• **Podany tekst**:
________

Strony

poniedziałek, 17 kwietnia 2017

Anna Dąbrowska "W rytmie passady" - przedpremierowo





Autor: Anna Dąbrowska
Wydawnictwo: Zysk i S-ka
Data wydania: planowana na 24 kwietnia 2017
Liczba stron: 392











Z twórczością Anny Dąbrowskiej miałam już do czynienia kilkukrotnie, ale to dopiero druga jej książka pod własnym nazwiskiem. "Nakarmię cię miłością" było wyśmienitą ucztą, zaskoczeniem i miałam po niej czytelniczego kaca. Przed lekturą "W rytmie passady" trochę się zastanawiałam co autorka wymyśli tym razem... Czy ta książka ma szansę być lepsza po takim hicie? Chcecie wiedzieć jak ją odebrałam? Zapraszam na recenzję.

________

• **Zarejestrowane rekordy**:
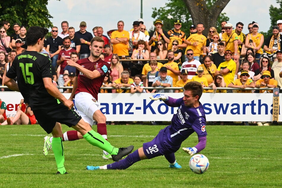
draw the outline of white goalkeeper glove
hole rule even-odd
[[[182,148],[182,149],[191,156],[197,153],[198,152],[198,149],[195,147],[192,148]]]
[[[150,97],[149,98],[151,100],[154,101],[157,101],[160,99],[163,101],[165,101],[168,100],[168,97],[163,94],[156,94],[151,97]]]

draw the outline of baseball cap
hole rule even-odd
[[[243,74],[247,74],[248,75],[248,76],[250,76],[250,75],[249,74],[249,73],[246,70],[243,70],[241,71],[241,75],[242,75]]]
[[[160,71],[161,72],[162,71],[165,71],[165,72],[167,72],[168,69],[166,68],[166,67],[162,67],[160,69]]]
[[[176,20],[174,21],[174,24],[179,23],[181,25],[181,23],[182,23],[181,22],[181,21],[179,20]]]
[[[277,20],[276,24],[278,24],[278,23],[282,23],[282,20]]]
[[[276,51],[276,52],[275,53],[275,54],[277,54],[277,53],[278,52],[280,52],[280,53],[282,53],[282,50],[278,50],[277,51]]]
[[[181,71],[181,74],[188,74],[188,72],[187,71],[187,69],[183,69]]]
[[[224,27],[233,27],[233,26],[232,25],[232,24],[231,24],[230,23],[227,23],[225,25],[224,25]]]
[[[16,42],[17,41],[20,41],[21,42],[23,42],[22,41],[22,39],[16,39],[16,40],[15,41],[15,42]]]
[[[254,26],[256,26],[258,27],[259,27],[259,24],[257,23],[254,23],[253,24],[253,27],[254,27]]]
[[[203,72],[204,69],[202,67],[198,67],[198,69],[197,69],[197,71],[198,72]]]
[[[135,21],[133,22],[133,24],[132,24],[132,25],[134,26],[135,25],[137,25],[137,26],[139,26],[139,22],[138,21]]]
[[[86,26],[86,23],[85,22],[83,21],[80,22],[80,24],[79,25],[79,26],[84,26],[85,27]]]
[[[75,73],[73,72],[71,72],[68,74],[68,75],[70,77],[75,77]]]
[[[272,27],[272,30],[274,30],[274,29],[277,29],[278,31],[279,31],[279,28],[278,27],[278,26],[273,26]]]
[[[142,24],[144,24],[144,20],[142,18],[139,18],[137,21],[139,22],[139,23],[141,23]]]
[[[154,24],[154,25],[155,26],[156,24],[157,23],[160,23],[162,25],[163,24],[162,24],[162,20],[156,20],[156,21],[155,22],[155,24]]]
[[[268,71],[265,71],[262,72],[262,76],[264,75],[267,75],[269,76],[270,77],[271,77],[271,75],[270,74],[270,72]]]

________

Przepisz fragment podanego tekstu od słów „Z twórczością Anny” do słów „Zapraszam na recenzję.” włącznie. Zmień w nim „ucztą” na „przygodą”. Rekordy pochodzą z innego źródła niż podany tekst.

Z twórczością Anny Dąbrowskiej miałam już do czynienia kilkukrotnie, ale to dopiero druga jej książka pod własnym nazwiskiem. "Nakarmię cię miłością" było wyśmienitą przygodą, zaskoczeniem i miałam po niej czytelniczego kaca. Przed lekturą "W rytmie passady" trochę się zastanawiałam co autorka wymyśli tym razem... Czy ta książka ma szansę być lepsza po takim hicie? Chcecie wiedzieć jak ją odebrałam? Zapraszam na recenzję.